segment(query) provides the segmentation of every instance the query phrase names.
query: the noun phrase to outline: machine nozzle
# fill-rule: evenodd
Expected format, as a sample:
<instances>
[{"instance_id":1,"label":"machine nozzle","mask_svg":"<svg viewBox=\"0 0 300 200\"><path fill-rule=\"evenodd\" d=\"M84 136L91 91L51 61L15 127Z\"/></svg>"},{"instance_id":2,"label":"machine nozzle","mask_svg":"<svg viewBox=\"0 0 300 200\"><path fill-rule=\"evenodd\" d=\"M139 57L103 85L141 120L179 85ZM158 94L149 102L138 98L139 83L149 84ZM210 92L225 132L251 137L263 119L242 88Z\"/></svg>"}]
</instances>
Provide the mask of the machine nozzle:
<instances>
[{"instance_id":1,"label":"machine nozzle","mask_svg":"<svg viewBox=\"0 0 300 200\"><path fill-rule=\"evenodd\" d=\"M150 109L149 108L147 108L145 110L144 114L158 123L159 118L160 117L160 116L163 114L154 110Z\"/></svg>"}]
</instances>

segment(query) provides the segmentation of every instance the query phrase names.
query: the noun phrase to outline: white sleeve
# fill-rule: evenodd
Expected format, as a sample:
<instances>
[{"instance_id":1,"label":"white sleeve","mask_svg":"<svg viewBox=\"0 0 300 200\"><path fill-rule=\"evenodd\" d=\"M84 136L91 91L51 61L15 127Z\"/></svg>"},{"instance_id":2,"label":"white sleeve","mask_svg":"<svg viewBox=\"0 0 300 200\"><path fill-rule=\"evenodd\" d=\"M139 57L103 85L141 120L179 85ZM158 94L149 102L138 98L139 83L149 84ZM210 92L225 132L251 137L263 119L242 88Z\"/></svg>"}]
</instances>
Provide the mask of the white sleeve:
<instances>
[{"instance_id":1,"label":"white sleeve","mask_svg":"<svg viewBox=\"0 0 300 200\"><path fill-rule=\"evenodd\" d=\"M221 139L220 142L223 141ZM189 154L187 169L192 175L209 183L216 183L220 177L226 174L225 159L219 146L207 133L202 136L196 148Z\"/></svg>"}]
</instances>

──────────

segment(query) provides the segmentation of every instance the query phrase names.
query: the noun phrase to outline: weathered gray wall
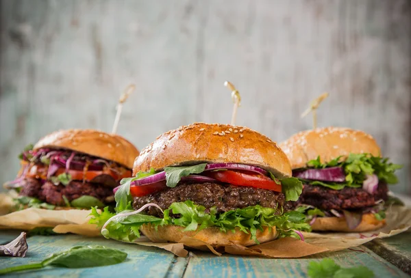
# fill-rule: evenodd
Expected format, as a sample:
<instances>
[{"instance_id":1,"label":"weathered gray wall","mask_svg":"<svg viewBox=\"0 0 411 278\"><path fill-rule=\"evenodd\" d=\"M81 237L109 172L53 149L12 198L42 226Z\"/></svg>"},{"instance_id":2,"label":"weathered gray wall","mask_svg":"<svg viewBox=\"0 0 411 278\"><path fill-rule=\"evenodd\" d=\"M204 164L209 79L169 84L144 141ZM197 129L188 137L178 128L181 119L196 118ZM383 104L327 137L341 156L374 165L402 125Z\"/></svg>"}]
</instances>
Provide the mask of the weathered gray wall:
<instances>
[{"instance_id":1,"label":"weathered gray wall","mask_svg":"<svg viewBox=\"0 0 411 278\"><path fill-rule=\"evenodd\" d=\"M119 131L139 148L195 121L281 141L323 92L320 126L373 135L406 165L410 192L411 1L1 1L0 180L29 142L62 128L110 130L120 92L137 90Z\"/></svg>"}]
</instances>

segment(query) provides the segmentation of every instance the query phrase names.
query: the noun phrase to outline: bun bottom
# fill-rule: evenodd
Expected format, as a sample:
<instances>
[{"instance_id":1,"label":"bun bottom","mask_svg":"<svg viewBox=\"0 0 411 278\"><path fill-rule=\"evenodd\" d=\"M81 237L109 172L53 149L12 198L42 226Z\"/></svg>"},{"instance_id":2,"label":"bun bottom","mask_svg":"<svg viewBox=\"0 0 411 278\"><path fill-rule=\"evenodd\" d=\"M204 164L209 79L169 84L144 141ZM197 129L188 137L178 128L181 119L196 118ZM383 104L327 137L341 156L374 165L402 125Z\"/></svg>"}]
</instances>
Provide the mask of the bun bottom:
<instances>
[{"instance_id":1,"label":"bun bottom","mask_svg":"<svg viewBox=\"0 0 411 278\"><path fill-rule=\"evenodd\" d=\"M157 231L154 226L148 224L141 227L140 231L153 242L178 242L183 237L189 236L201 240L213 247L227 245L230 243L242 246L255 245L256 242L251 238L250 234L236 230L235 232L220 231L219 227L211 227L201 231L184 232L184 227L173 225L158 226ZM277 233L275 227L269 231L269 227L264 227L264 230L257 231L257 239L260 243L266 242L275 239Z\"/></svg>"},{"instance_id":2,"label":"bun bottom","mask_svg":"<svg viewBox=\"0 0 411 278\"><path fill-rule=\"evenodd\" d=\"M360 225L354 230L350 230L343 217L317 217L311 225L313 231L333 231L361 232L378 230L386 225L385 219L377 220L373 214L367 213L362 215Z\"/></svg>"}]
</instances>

──────────

- [Instruction]
Identify every line of the entries that contains the string "outline", taking letter case into account, and copy each such line.

- [Result]
query: the noun phrase to outline: machine nozzle
query: the noun phrase to outline: white sleeve
query: the noun phrase to outline: weathered gray wall
query: the noun phrase to outline: bun bottom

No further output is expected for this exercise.